*STUDY TEXT*:
*** Begin section ***

How to Set Up Graph RAG on Vercel and Neon

Vanilla vector RAG breaks down on questions whose answers span multiple documents - "which of our customers in healthcare use the same vendor as Acme?" Vector similarity finds the closest chunks, but it doesn't connect them.

Graph RAG fixes this by extracting entities and relations from your corpus into a knowledge graph and expanding retrieval through the graph. Here's how to do it on Neon Postgres + Vercel AI SDK, with no separate graph database.

If you haven't shipped vanilla RAG yet, start with How to Set Up RAG on Vercel and Neon first - this guide builds on that schema.

1. Schema: graph beside the vectors

Same Neon database, four extra tables:

CREATE EXTENSION IF NOT EXISTS vector;

CREATE TABLE documents (
  id bigserial PRIMARY KEY,
  content text,
  embedding vector(1536)
);

CREATE TABLE entities (
  id bigserial PRIMARY KEY,
  name text NOT NULL,
  type text NOT NULL,
  UNIQUE (name, type)
);

CREATE TABLE relations (
  subject_id bigint REFERENCES entities(id),
  predicate text NOT NULL,
  object_id bigint REFERENCES entities(id),
  PRIMARY KEY (subject_id, predicate, object_id)
);

CREATE TABLE mentions (
  doc_id bigint REFERENCES documents(id),
  entity_id bigint REFERENCES entities(id),
  PRIMARY KEY (doc_id, entity_id)

*** End section ***

*ACTIVITY LIST*:
1. In the guide on setting up Graph RAG, what does Graph RAG extract from the corpus into a knowledge graph?
2. Rewrite everything from "How to Set Up Graph" down to "doesn't connect them." in the Graph RAG guide, replacing "healthcare" with "finance".
3. Summarize the Graph RAG guide in two sentences.

*INPUT DATA*:
*** Begin section ***

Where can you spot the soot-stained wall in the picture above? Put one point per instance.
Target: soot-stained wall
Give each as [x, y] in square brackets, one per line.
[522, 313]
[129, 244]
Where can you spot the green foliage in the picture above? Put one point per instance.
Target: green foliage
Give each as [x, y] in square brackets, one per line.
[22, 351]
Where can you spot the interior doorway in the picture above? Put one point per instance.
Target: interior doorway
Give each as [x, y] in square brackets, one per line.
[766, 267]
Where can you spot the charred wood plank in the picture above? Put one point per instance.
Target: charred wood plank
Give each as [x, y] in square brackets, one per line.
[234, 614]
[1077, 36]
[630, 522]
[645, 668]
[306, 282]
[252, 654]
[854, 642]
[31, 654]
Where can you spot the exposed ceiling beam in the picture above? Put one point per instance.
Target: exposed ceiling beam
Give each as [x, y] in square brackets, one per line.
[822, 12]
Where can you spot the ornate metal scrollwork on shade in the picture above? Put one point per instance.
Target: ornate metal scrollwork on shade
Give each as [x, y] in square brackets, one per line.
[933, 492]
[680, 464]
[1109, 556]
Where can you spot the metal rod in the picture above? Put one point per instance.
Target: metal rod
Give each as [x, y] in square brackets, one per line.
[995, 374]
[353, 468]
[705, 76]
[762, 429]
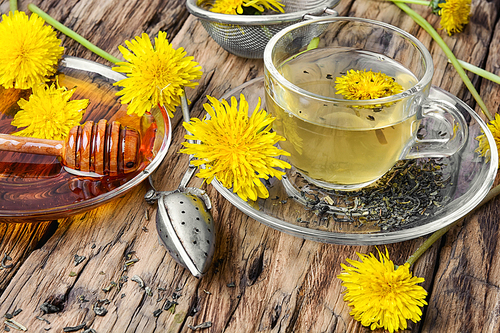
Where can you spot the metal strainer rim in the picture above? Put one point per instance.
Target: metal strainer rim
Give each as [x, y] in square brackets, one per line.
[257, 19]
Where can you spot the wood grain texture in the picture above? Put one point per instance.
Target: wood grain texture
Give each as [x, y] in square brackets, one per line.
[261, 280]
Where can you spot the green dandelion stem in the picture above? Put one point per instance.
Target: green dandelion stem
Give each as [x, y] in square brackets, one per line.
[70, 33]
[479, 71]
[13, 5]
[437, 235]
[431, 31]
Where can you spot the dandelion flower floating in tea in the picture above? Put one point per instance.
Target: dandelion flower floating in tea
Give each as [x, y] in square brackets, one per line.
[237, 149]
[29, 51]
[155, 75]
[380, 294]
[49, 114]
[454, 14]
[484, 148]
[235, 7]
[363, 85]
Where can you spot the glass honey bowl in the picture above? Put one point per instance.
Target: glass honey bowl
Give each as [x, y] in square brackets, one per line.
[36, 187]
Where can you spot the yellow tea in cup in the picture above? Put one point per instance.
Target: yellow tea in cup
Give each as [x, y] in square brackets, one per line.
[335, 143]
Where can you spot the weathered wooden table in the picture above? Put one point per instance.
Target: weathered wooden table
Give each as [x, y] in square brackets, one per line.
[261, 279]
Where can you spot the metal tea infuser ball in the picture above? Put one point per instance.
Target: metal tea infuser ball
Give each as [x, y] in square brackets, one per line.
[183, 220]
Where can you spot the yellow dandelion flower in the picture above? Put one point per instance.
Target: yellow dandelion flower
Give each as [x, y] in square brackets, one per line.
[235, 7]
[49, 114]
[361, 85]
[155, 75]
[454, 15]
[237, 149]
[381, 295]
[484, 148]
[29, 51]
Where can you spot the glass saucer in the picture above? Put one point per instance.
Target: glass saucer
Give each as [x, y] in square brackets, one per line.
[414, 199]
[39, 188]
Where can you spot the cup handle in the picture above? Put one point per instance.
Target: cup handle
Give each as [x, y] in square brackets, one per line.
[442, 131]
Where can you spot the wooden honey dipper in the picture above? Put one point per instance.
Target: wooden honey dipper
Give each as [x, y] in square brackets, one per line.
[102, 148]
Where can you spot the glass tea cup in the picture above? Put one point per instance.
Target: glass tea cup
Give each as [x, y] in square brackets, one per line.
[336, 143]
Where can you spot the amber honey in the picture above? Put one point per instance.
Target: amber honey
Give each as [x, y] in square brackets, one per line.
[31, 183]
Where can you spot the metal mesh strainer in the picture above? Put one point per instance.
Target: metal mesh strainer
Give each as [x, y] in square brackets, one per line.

*** End section ***

*EXERCISE ANSWERS*:
1. It extracts entities and relations.

2.
How to Set Up Graph RAG on Vercel and Neon

Vanilla vector RAG breaks down on questions whose answers span multiple documents - "which of our customers in finance use the same vendor as Acme?" Vector similarity finds the closest chunks, but it doesn't connect them.

3. Vanilla vector RAG struggles with questions whose answers span multiple documents, because vector similarity finds the closest chunks but does not connect them. Graph RAG addresses this by extracting entities and relations into a knowledge graph and expanding retrieval through it, and the guide builds it on Neon Postgres and the Vercel AI SDK by adding tables to the same database instead of using a separate graph database.